### ASSIGNMENT
Each line of data below is to be returned exactly, leaving out any picture.

### LISTED RECORDS
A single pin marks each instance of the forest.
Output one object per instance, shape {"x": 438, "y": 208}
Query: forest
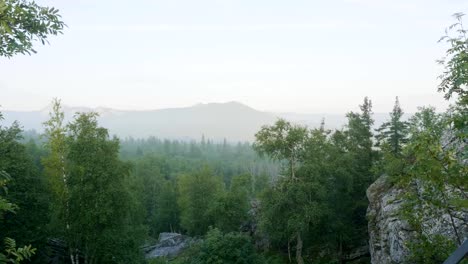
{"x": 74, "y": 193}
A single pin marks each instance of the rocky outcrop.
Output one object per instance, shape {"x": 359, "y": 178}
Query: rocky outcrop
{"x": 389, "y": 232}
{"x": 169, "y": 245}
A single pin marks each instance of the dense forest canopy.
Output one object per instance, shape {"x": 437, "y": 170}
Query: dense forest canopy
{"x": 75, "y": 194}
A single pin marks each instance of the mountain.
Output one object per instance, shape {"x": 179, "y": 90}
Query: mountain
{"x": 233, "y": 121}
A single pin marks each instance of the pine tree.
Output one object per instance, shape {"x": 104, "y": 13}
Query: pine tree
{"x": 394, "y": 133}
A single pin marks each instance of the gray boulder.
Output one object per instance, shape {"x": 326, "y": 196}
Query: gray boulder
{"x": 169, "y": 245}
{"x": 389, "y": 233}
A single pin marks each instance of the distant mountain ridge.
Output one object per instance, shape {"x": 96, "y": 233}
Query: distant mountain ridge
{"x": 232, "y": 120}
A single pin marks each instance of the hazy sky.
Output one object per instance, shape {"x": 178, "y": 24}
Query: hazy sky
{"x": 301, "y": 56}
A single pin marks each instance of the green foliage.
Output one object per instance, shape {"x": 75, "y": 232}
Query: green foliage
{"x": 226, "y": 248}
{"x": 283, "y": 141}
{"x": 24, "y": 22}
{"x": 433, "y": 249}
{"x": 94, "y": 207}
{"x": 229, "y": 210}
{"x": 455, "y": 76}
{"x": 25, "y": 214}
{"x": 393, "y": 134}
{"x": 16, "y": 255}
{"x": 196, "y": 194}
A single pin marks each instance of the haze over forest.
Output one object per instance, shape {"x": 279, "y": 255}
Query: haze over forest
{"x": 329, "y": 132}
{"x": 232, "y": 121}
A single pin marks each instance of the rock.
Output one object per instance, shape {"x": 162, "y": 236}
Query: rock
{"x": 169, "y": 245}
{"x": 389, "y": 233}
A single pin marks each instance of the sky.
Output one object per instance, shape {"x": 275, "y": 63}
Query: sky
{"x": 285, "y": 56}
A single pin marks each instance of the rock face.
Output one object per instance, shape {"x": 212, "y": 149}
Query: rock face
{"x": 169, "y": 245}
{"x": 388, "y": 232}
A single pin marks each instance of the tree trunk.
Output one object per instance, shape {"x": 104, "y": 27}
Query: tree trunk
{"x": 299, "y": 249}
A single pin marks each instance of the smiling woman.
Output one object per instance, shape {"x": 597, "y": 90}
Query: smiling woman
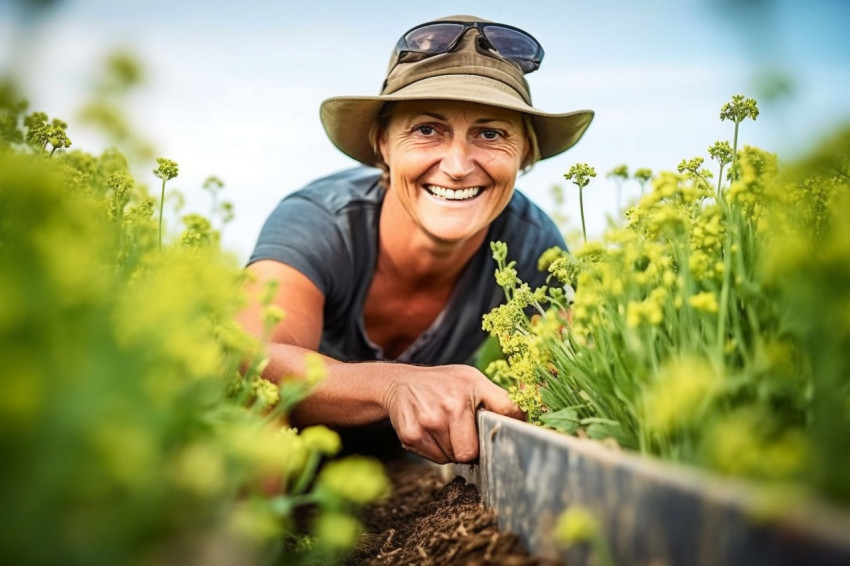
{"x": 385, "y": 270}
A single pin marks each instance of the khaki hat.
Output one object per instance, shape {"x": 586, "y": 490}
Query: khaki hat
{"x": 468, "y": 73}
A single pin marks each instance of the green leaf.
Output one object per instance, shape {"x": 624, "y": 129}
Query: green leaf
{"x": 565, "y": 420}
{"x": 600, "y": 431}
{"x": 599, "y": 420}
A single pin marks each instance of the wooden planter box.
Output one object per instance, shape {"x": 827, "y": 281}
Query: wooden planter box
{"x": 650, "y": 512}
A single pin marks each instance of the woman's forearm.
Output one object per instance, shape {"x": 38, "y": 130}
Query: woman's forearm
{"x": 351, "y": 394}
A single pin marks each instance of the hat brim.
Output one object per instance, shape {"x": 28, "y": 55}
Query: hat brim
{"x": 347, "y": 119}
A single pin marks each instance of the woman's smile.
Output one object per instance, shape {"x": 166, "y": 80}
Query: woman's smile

### ANSWER BOX
A single pin marks each instance of the forest.
Output one object per instance, shape {"x": 438, "y": 208}
Query: forest
{"x": 74, "y": 193}
A single pin marks each instance of the rocky outcrop.
Output one object per instance, shape {"x": 359, "y": 178}
Query: rocky outcrop
{"x": 389, "y": 232}
{"x": 169, "y": 245}
A single pin marks each instance of the dense forest canopy.
Output one object per instance, shape {"x": 437, "y": 170}
Query: dense forest canopy
{"x": 75, "y": 194}
A single pin marks each instance of the mountain.
Output one object per instance, shape {"x": 179, "y": 90}
Query: mountain
{"x": 233, "y": 121}
A single pin marks each instance of the pine tree.
Output one object per instance, shape {"x": 104, "y": 13}
Query: pine tree
{"x": 394, "y": 133}
A single pin marks each instance of the gray boulder.
Output one object per instance, shape {"x": 326, "y": 196}
Query: gray boulder
{"x": 169, "y": 245}
{"x": 389, "y": 233}
A single pin marks each instance of the distant mountain ridge.
Output one object per instance, shape {"x": 96, "y": 233}
Query: distant mountain ridge
{"x": 232, "y": 120}
A single pin marks each instance of the hazy sky.
Output one object per instance, shape {"x": 178, "y": 24}
Query: hazy sky
{"x": 301, "y": 56}
A single pin marks each instance of the green foliage.
Output one object per instance, shape {"x": 75, "y": 232}
Query: green foliage
{"x": 226, "y": 248}
{"x": 283, "y": 141}
{"x": 24, "y": 22}
{"x": 433, "y": 249}
{"x": 94, "y": 207}
{"x": 229, "y": 210}
{"x": 455, "y": 76}
{"x": 25, "y": 214}
{"x": 393, "y": 134}
{"x": 16, "y": 255}
{"x": 196, "y": 194}
A single pin marks each instance of the haze over forest.
Output one object per instance, shape {"x": 279, "y": 255}
Query: haze over forest
{"x": 329, "y": 132}
{"x": 232, "y": 121}
A single pin marks each instance of the rock.
Output one object per instance, shape {"x": 162, "y": 236}
Query: rock
{"x": 169, "y": 245}
{"x": 389, "y": 233}
A single pin marks each instance of the sky.
Output one object per instance, shape {"x": 275, "y": 63}
Query: sky
{"x": 285, "y": 56}
A single pin marks each instance of the rock face.
Output one object per instance, shape {"x": 212, "y": 149}
Query: rock face
{"x": 169, "y": 245}
{"x": 388, "y": 232}
A single pin marks each instance of the tree trunk.
Output one object per instance, shape {"x": 104, "y": 27}
Query: tree trunk
{"x": 299, "y": 249}
A single pin marks each instance of the smiling woman.
Output one object per instance, shape {"x": 597, "y": 90}
Query: smiling woman
{"x": 385, "y": 270}
A single pin marks each instance of the khaki hat.
Output one object per instance, shape {"x": 586, "y": 490}
Query: khaki hat
{"x": 468, "y": 73}
A single pin marks each instance of the green leaf.
Output one object per instance, shape {"x": 624, "y": 129}
Query: green leaf
{"x": 565, "y": 420}
{"x": 600, "y": 431}
{"x": 599, "y": 420}
A single pin marks each instance of the wooden planter box.
Output one object per instance, shape {"x": 827, "y": 281}
Query: wooden planter box
{"x": 650, "y": 512}
A single pin marks each instance of the woman's forearm.
Output one object per instance, shape {"x": 38, "y": 130}
Query: woman's forearm
{"x": 351, "y": 394}
A single pin marks each instance of the hat brim.
Output one object per instance, shape {"x": 28, "y": 55}
Query: hat brim
{"x": 347, "y": 119}
A single pin marks each instance of the woman's smile.
Output one object per instance, shape {"x": 166, "y": 80}
Query: woman's smile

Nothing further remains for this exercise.